((

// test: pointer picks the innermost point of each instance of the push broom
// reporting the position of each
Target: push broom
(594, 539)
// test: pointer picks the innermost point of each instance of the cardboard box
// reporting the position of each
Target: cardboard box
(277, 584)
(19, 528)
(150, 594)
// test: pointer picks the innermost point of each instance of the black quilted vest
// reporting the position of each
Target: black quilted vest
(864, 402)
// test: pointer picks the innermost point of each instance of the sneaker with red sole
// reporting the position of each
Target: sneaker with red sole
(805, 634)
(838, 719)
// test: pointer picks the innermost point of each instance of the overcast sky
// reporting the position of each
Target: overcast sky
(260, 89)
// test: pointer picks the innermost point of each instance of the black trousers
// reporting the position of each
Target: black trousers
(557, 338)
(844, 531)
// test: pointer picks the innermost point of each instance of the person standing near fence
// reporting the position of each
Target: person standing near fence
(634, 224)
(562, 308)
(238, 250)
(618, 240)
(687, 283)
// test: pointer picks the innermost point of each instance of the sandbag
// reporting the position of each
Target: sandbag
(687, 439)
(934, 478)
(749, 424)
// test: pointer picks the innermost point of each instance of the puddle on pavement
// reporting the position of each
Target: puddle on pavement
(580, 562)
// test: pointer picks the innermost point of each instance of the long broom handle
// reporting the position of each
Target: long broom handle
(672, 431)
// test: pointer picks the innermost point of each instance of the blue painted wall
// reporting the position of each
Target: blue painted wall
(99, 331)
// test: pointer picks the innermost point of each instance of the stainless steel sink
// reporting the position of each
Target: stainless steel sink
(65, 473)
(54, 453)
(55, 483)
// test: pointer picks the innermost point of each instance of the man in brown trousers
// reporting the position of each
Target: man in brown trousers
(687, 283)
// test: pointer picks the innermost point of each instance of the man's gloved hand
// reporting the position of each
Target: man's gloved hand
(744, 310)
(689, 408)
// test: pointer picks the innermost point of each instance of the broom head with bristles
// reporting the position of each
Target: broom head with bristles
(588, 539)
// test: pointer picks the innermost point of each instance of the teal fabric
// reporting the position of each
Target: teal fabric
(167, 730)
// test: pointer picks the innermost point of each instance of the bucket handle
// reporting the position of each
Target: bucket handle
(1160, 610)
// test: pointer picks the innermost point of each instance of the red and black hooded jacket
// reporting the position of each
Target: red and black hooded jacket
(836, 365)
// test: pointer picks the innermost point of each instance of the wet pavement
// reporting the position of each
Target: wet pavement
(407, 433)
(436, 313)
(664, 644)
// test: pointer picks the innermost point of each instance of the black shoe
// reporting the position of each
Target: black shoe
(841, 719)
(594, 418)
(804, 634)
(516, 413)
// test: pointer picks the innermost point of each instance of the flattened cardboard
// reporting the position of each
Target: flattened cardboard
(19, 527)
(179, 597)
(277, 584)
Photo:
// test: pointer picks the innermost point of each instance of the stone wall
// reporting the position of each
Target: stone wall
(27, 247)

))

REQUIRED WORK
The answer is the lines above between the line holding "Target: overcast sky" and the line holding "the broom head with bristles", inclusive, each written out exactly, and no others.

ANSWER AREA
Target: overcast sky
(260, 89)
// test: pointer picks the innermost point of each instance of the black trousers
// reporting the position of each
Target: black trousers
(557, 338)
(844, 531)
// test: pointer picks the innermost point of each instance of the person standing near fence
// reporting the position of each
Target: person standing near fence
(634, 224)
(562, 308)
(238, 250)
(618, 240)
(687, 283)
// test: pointer picks the innermost point of each instance of the sandbag
// reporting the position of each
Target: sandbag
(687, 439)
(934, 478)
(749, 424)
// test: pointer picks the innermost point of each instance of the puddle on pavement
// reporting the position of each
Target: puddle on pavement
(580, 562)
// test: pointer picks the innermost point of each instance of the long broom handle
// reporting the position of each
Target: long broom handle
(672, 431)
// test: pointer picks the innermost point of each instance of the blue painted wall
// reporting the position of each
Target: blue painted wall
(99, 331)
// test: pointer picks the innermost point of each instance of the stainless steel sink
// reporting the position of each
Target: stainless steel sink
(65, 473)
(54, 453)
(55, 483)
// test: pointer picks the innermost point of each instance of the man in brown trousers
// reporting the position of each
Target: man in brown trousers
(687, 283)
// test: pointer picks the innermost point of each instance of the man's gloved hand
// reporting the position of each
Target: man's gloved hand
(744, 310)
(689, 408)
// test: pointer picks the innermost point of each instance of the broom head with bristles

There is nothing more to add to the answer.